Could you rewrite every line of the items below, requests included, adding -41 to each pixel coordinate in the answers? Leave the pictures out.

## start Exercise inputs

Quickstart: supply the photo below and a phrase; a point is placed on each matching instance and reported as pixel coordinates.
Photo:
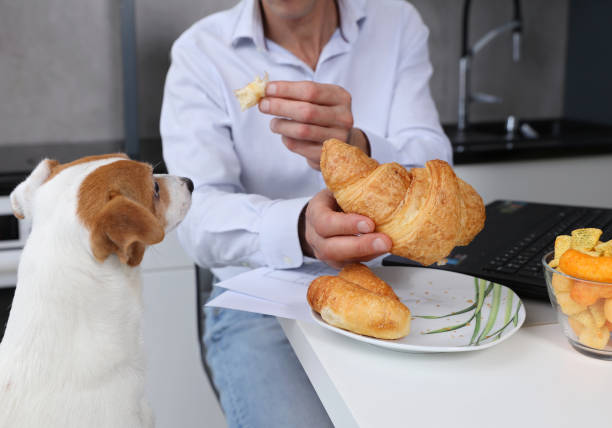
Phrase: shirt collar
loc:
(250, 23)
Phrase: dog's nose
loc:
(189, 183)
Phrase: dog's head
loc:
(120, 203)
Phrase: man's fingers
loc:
(306, 112)
(308, 149)
(362, 247)
(318, 93)
(307, 132)
(328, 223)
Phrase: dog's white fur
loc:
(72, 352)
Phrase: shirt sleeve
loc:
(225, 226)
(414, 134)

## end Exercise inputs

→ **Task result**
Quickstart: supply the photo below and a phrase; a point is placed on each matching instance and reported as pixel coordinates.
Photo:
Phrase: shirt collar
loc:
(209, -18)
Phrase: dog's nose
loc:
(148, 142)
Phrase: dog's head
loc:
(79, 162)
Phrase: man's fingers
loc:
(265, 71)
(267, 108)
(321, 206)
(277, 52)
(266, 91)
(287, 182)
Phrase: dog's white fur
loc:
(31, 311)
Phrase: shirt sleeve
loc:
(184, 185)
(373, 93)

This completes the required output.